Service Desk Dashboard

This project was initiated out of the desire to improve an existing Service Desk Dashboard access and visibility. The dashboard used to be an Excel file hosted on the network on a remote server.

Where it all started

The dashboard was accessed as an Excel file over the network. This caused latencies at the remote sites. The Excel file also took time to load once started and the half hourly feed refreshes took time to load. And sometimes data had to be loaded manually. There was also the need for the user to be logged in the local network to have access to the file. I felt a new dashboard was needed that could be easily accessed and displayed for different mediums and formats. Following is how I proceeded.

Research phase

Were is the data?

To get an idea on what to expect I needed to do a little bit of research. First I needed to understand how the Excel report was working. Luckily the Excel report had an excellent documentation, which helped a lot to understand how the Metrics were calculated out of the raw data provided by SQL servers. However, the main data the Excel file was feeding of were CSV files.

How to read the data?

Knowing the metric data was stored as CSV files meant that I had to parse the files into JSON format, so I can use the data with Javascript. After further research, I decided to use Papaparse as a CSV to JSON parser.

Which framework to use?

At this point I was not 100% sure on which frameworks to use on the client side. I thought about using JQuery and Bootstrap if this could get the job done quickly. I knew that I needed to add authentication, authorization and other functionalities as I was developing the dashboard for an enterprise environment. I also wanted an easy way to bind the data I intended to feed to the application. I ended up choosing Angular, as the framework was all encompassing and I did not need to add additional libraries to manage state, bind the data and share data between components.

For styling I ended up choosing Bootstrap. I used it before, so I was familiar with it. It was the easiest option for me to get the web-app to be responsive.

Implementation

The first step was to get PapaParse to parse the CSV files into JSON format. I had two of files that I needed to parse. One containing the monthly metrics, one the hourly metrics.

While trying to implement the parsing, I realized that the results are to be processed asynchronously. To test the file parsing, I used functions callbacks. But later on I used RxJS Observables to wrap the Papaparse callbacks. More on this later.

Both files had raw metrics data that needed to be processed and cleaned up for display in Angular. I went online to look how this might be done. And this is how I learned about functional programming. I watched videos from the FunFunFunction youtube channel on functional programming. I remember starting with filter, map and reduce functions.

Learning to use functional programming to process the data was definitely a skill upgrade. And a very enjoyable one. However, having the data shown in the console was one thing. Getting the data from Papaparse to the Angular component was another.

This is were I learned how to use RxJs observables. Wrapping the Papaparse call back result in an observable and subscribing to it was the solution I used.

At this stage, all the client side code was put into one component. This had to be refactored into different components and services.

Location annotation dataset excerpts

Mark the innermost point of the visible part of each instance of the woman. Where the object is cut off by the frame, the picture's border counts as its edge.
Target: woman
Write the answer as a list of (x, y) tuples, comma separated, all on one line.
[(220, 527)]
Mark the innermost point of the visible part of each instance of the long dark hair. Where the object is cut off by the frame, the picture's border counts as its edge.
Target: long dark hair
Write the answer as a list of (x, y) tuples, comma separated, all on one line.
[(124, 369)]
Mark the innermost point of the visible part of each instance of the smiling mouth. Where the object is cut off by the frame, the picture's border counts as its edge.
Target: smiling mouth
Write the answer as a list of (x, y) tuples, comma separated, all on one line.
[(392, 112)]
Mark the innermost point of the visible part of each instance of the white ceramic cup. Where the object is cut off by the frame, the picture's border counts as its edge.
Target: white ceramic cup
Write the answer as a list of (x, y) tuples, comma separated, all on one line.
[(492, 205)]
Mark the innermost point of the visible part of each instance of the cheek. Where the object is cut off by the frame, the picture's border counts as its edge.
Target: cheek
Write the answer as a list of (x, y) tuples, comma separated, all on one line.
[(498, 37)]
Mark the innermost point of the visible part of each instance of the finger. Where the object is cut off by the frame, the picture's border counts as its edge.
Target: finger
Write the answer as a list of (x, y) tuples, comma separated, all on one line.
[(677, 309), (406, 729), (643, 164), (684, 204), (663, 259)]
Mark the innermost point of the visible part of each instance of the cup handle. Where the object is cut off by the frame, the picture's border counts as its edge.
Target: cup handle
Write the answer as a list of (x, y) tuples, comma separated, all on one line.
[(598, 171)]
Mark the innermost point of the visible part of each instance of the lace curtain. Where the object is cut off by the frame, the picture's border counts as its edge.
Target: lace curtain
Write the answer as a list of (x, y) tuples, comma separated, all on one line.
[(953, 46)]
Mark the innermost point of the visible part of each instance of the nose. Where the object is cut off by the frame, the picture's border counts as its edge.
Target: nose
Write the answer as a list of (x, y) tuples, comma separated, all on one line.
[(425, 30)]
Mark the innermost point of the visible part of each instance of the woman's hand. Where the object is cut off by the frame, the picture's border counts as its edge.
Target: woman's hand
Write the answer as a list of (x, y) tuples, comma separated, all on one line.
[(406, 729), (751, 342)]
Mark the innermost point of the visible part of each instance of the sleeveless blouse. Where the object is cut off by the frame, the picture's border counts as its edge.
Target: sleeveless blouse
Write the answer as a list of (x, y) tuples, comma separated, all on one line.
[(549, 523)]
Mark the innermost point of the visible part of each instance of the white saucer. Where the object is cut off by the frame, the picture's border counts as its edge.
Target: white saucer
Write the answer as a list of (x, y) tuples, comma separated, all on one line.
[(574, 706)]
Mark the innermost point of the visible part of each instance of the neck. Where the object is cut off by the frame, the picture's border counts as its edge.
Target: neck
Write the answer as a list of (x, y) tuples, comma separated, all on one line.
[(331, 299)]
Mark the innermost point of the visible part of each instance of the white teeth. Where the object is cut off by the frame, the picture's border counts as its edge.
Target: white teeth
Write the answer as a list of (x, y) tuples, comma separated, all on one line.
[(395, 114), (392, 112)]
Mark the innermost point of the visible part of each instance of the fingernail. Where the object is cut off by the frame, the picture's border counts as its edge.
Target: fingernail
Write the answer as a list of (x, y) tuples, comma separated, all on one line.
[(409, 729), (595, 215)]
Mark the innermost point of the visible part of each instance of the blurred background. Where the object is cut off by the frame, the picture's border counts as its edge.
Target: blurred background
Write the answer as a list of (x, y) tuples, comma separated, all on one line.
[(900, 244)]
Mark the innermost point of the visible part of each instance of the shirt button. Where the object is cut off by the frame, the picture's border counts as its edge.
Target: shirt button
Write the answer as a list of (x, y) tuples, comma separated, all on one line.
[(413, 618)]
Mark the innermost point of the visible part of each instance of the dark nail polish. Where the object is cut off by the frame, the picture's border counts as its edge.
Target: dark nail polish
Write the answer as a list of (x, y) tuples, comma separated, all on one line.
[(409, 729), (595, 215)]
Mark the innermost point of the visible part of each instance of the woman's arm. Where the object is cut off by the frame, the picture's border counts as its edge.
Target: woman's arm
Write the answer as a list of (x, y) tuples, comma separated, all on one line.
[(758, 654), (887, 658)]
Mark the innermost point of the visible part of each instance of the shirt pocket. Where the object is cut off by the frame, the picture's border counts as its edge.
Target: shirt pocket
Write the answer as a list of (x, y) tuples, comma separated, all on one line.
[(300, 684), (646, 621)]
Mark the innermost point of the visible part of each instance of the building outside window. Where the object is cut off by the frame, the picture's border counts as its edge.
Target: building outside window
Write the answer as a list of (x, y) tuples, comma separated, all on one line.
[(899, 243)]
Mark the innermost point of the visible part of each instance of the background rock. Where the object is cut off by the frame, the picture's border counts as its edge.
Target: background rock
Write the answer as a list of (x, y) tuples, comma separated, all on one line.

# Required actions:
- A) Answer these questions about the Service Desk Dashboard write-up, one line each:
(i) In what file format was the main data that the Excel file fed from?
(ii) Which framework was chosen for the client side?
(iii) What was used to wrap the Papaparse callbacks?
- B) Carry on the Service Desk Dashboard write-up, starting right after its final sentence.

# Answers by task:
- A)
(i) CSV files.
(ii) Angular.
(iii) RxJS Observables.

- B)
So I added a service called Metric service. It sends a GET call to a server to fetch the CSV files, then returns an observable for the components to subscribe to.

The navigation bar was separated from the first component and added to a shared folder. I also started to style the application with Bootstrap to add a basic style and responsiveness to the application.

After having the bascic metrics displayed on a component, I decided to implement authentication to the application.

I did some research on how to implement this in a MEAN app. And ended up choosing JWT Token based authentication.

I watched a couple of courses and read a few tutorials on how to get this done.

I implemented the server side with ExpressJs. I used ExpressJs to serve the CSV file, do the server based routing and serve for authentication and authorization API. This will also end up being the server used to serve the Angular client.

On client side I added the routing including the route guards. I then implemented the client side components to signup, signin and register.

Refactoring the UI

Having the data displayed in a table was nice but it did not present perfectly on the big TV screens on the Service Desk floor. So I decided to add a chart and displayed the two main metrics on two separate cards.

I needed the chart to be responsive. I did some research and ended up using Chartist.JS.

I took this as a learning opportunity to improve my CSS knowledge so I can style the Charts accordingly.

I used a simple combo box to choose from different queues. It a straight forward implementation. Below is a screen shot of the first UI draft.

Old UI

Deployment

As I had most of the UI ready to be showcased, I needed to deploy the app. I choose to deploy to Azure. The choice was mainly influenced by an Angular course I watched were they used Azure for deployment.

Building the app for deployment to Azure, moving back to a development setup to refactor some code and then rebuild and redeploy without proper build pipeline/workflow was a hassle and a pain. This is were I learned the hard way to have proper environment variables set up for the Angular build as well as the backend node server.

Final Stage

Once done setting up properly Angular and node for Dev and Prod environments, I deployed the app to Azure with a CosmosDb backend. I showed the project to one of my colleagues and got positive feedback as well as some constructive criticism. I worked with the feedback on improving the app. When I look back at the whole experience and how much I've learned I feel really proud of what I managed to achieve.

I left the app on the shelf for a bit as I had other projects at hand. In the mean time I improved my knowledge regarding UI and CSS. I decided to use my newly acquired knowledge to refactor the UI one more time. Below is the UI refactored.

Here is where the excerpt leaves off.